*** SOURCE DOCUMENT Section Begins ***

Indonesian mayor leads thousands in anti-LGBT march

Anti-LGBT+ march in Padang, West Sumatra, Indonesia

An Indonesian city mayor reportedly led thousands on a march to protest against LGBT+ people in the region on Sunday (November 18).

Mahyeldi Ansharullah, the mayor of Padang in West Sumatra, headed the 2km walk through the city, which was called the “Long March Action to Reject LGBT in West Sumatra and Declaration of Sin-Free Padang.”

Thousands reportedly attended the march.

An anti-LGBT+ march in Indonesia

Protestors marched through Padang, Indonesia, against LGBT+ people. (Dprd Kota Padang/Facebook)

The protest also aimed to “clean” the city of drugs, alcohol and gambling.

Indonesia mayor calls for LGBT+ sinners to “repent”

“To the perpetrators of sin, let them repent and those who protect them immediately be aware because they will face opposition from all parties and communities in Padang as well as security forces,” said Mahyeldi, reports state-run news agency Antara.

Earlier in November, it was reported that police arrested 10 women in Padang on suspicion of lesbian activity in Indonesia.

“To the perpetrators of sin, let them repent.”

— Mahyeldi Ansharullah, Mayor of Padang

In Indonesia, gay sex is illegal in the province of Aceh under Sharia law and for Muslims living in the city of Palembang.

However, the country is updating its criminal code, which looks set to ban same-sex sexual activity throughout the country.

Attendees listening to a speech during an anti-LGBT+ march in Padang, Indonesia

(Dprd Kota Padang/Facebook)

*** SOURCE DOCUMENT Section Ends ***
*** LISTED RECORDS Section Begins ***

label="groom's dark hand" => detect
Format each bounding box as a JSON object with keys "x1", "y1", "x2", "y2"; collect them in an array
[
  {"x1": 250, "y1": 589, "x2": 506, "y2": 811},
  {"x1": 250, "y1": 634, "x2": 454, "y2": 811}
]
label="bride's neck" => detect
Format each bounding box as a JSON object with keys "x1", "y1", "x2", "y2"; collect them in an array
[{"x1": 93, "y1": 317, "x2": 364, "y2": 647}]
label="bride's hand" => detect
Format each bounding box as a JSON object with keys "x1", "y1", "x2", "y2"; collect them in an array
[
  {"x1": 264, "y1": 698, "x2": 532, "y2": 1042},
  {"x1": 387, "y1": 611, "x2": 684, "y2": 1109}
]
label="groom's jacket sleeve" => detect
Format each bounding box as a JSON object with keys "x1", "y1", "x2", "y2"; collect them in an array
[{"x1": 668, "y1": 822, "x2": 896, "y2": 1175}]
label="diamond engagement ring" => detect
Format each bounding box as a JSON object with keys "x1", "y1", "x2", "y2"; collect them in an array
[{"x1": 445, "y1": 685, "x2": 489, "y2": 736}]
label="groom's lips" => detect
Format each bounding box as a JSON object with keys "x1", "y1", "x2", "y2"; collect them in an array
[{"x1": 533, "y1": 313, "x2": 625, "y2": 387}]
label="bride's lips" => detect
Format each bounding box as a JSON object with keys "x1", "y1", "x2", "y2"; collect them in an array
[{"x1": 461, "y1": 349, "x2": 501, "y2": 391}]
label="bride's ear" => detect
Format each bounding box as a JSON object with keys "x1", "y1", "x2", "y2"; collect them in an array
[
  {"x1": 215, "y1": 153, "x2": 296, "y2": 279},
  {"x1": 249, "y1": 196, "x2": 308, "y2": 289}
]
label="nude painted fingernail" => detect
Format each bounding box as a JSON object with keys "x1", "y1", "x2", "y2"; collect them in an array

*** LISTED RECORDS Section Ends ***

Retype the part of the article on the Padang anti-LGBT+ march from "Mahyeldi Ansharullah, the" up to and including "attended the march.", with no changes. You won't need the listing for this.

EXPECTED ANSWER
Mahyeldi Ansharullah, the mayor of Padang in West Sumatra, headed the 2km walk through the city, which was called the “Long March Action to Reject LGBT in West Sumatra and Declaration of Sin-Free Padang.”

Thousands reportedly attended the march.